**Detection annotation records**
(begin)

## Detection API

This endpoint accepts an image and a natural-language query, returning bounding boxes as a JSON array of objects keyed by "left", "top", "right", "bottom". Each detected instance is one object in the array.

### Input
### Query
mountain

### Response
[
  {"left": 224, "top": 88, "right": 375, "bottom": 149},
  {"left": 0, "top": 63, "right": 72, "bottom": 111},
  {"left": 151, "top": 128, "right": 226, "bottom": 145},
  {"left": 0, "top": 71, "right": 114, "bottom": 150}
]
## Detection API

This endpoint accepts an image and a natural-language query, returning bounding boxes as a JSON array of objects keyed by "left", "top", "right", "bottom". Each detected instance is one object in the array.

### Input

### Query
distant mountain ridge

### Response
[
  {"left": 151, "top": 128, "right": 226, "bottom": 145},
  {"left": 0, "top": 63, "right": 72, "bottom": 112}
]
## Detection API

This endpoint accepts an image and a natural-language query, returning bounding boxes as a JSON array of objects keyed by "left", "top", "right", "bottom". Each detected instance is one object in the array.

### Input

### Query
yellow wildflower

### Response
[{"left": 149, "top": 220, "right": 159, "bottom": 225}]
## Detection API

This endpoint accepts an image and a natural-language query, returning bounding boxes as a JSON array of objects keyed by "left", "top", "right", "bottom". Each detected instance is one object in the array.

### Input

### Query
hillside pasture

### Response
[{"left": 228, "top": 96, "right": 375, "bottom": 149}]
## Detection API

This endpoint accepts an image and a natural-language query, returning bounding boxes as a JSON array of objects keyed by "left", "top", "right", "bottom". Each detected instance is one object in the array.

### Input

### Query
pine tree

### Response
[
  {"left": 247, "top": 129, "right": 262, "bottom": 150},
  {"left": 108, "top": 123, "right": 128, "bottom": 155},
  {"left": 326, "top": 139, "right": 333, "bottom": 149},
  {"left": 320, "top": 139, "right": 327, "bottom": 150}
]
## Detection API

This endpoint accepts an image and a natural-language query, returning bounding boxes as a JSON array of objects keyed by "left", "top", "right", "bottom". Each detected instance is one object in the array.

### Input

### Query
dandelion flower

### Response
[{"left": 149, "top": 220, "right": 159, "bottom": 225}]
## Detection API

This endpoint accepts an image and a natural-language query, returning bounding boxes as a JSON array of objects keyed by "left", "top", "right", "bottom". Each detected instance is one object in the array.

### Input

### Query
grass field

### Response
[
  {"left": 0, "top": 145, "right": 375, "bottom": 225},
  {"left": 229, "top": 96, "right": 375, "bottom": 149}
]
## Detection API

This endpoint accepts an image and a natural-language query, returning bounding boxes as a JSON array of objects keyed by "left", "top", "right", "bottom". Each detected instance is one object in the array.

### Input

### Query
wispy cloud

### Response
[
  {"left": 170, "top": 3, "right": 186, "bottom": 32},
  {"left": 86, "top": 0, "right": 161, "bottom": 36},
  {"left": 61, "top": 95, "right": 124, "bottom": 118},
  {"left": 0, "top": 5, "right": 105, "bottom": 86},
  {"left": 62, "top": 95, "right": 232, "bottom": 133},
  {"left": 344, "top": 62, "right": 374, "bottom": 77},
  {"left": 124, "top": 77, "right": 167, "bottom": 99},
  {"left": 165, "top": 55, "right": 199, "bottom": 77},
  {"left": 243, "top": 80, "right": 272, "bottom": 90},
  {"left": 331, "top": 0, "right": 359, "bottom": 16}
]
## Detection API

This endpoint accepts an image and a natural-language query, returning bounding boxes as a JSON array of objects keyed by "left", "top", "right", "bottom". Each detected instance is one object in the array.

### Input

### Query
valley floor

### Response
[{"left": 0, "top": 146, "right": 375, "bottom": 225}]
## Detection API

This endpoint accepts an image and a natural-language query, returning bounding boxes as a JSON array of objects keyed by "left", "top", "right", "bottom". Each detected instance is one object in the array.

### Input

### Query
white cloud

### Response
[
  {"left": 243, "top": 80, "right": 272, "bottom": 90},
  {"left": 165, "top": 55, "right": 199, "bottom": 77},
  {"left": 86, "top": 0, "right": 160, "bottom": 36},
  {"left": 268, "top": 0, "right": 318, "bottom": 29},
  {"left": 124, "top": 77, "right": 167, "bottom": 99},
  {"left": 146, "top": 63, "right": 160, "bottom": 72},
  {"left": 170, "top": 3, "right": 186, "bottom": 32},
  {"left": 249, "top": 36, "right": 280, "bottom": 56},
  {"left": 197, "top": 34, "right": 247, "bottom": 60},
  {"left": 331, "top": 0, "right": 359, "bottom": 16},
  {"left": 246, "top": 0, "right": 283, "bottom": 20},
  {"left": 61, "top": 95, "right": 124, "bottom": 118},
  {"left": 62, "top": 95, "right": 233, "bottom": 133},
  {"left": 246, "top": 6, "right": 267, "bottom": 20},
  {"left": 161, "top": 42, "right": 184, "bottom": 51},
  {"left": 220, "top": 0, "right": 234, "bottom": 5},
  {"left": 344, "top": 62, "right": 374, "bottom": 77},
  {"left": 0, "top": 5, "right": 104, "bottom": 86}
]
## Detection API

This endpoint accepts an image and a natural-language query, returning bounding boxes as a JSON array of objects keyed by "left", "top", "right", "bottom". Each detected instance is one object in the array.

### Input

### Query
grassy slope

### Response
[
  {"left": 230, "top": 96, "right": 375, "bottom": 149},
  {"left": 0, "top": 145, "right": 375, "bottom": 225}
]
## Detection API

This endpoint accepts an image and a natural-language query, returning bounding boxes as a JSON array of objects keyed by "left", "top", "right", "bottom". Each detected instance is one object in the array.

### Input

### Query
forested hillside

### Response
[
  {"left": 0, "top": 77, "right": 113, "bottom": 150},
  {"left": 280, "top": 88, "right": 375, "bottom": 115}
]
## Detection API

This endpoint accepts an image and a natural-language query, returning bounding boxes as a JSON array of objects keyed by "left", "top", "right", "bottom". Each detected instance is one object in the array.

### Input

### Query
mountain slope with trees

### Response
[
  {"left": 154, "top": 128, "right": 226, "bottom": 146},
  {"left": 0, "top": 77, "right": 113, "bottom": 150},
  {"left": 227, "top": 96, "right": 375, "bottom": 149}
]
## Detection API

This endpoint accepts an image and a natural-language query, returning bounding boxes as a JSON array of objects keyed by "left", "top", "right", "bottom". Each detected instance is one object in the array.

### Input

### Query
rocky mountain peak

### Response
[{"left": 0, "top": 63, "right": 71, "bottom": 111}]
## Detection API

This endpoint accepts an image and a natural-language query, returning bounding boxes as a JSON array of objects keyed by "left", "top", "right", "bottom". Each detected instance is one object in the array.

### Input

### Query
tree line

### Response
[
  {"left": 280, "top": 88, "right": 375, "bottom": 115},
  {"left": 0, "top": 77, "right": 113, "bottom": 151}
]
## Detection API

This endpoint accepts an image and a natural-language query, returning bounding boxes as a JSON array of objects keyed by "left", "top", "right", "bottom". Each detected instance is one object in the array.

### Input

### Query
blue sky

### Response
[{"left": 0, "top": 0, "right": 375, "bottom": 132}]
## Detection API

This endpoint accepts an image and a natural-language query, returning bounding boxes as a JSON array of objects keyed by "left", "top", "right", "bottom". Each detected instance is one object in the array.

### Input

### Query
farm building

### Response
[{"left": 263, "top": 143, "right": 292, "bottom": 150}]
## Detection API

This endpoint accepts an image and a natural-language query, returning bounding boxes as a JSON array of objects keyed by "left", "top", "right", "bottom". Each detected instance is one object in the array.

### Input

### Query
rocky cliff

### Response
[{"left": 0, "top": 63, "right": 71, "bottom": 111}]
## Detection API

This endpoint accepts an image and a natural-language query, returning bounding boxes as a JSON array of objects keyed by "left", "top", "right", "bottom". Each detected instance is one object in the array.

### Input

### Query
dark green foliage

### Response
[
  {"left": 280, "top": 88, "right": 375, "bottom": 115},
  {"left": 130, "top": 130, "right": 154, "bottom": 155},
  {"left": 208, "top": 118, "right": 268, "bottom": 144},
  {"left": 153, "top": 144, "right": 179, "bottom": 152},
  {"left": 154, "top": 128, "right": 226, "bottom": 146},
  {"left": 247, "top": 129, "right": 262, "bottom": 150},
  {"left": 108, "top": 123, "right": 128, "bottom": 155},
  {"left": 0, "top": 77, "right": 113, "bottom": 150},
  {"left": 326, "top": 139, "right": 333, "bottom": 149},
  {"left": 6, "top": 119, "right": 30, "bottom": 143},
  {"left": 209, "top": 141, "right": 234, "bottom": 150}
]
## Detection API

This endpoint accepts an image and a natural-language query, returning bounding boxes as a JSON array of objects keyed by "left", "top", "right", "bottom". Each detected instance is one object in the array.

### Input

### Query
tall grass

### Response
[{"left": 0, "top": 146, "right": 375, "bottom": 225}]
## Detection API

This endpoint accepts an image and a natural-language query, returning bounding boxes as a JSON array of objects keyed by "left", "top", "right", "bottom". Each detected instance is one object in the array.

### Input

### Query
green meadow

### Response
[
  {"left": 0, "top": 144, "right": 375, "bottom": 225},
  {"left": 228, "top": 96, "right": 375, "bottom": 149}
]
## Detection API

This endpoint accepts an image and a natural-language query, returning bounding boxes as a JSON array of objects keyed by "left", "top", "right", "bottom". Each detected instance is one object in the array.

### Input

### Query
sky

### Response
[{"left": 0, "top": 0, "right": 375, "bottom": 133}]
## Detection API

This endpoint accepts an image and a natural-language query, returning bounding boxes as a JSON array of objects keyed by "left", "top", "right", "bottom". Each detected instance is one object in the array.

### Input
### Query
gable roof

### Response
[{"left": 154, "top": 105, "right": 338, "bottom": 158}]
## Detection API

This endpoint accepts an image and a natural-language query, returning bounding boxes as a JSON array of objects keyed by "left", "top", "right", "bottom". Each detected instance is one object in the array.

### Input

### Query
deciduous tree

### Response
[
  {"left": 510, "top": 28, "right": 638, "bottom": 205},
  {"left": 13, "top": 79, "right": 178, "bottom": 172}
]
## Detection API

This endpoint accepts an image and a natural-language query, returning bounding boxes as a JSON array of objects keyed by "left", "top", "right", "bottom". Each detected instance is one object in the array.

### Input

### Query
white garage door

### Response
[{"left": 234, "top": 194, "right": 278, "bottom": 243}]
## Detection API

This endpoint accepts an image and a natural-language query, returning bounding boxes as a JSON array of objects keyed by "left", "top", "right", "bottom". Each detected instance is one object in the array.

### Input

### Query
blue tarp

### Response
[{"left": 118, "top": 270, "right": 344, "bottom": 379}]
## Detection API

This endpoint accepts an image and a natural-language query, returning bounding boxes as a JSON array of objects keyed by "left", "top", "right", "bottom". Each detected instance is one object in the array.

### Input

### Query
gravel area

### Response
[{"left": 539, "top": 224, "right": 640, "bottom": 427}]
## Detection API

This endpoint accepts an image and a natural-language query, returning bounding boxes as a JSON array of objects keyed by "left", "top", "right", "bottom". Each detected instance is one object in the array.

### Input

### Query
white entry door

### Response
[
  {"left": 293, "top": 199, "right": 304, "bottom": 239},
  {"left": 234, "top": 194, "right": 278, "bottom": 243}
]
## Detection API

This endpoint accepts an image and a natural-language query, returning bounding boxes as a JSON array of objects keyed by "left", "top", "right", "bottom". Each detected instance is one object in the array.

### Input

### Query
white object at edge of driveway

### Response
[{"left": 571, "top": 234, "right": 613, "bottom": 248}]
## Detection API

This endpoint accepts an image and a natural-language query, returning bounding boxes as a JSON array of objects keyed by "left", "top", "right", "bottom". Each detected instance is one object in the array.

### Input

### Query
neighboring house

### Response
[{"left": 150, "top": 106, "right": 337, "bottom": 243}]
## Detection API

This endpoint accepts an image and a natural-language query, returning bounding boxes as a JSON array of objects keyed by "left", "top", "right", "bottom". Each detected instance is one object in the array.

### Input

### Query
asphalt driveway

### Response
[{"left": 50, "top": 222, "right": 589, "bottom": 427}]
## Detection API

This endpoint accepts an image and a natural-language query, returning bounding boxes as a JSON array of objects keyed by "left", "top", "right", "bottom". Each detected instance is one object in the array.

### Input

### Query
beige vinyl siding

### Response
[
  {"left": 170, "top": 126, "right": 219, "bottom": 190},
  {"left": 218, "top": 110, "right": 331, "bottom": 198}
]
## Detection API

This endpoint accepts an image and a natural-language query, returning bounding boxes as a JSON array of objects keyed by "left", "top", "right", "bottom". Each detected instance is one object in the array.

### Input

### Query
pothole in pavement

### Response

(end)

Which lines of the records contain the string "mountain"? Report each of them in full, and treat the match as case-sensitive.

mountain
distant mountain ridge
mountain slope with trees
rocky mountain peak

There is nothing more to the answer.